Rewrite the entries below with every "curved road" swapped for "winding road", leaving everything else untouched.

[Dataset records]
--

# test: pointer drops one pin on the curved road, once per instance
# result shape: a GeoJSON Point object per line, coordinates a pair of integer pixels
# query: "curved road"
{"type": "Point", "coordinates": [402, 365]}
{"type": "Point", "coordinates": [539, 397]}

--

- _ANSWER TO THE PROBLEM_:
# test: pointer drops one pin on the winding road, once per instance
# result shape: a GeoJSON Point object per line, coordinates a pair of integer pixels
# query: "winding road"
{"type": "Point", "coordinates": [402, 365]}
{"type": "Point", "coordinates": [539, 397]}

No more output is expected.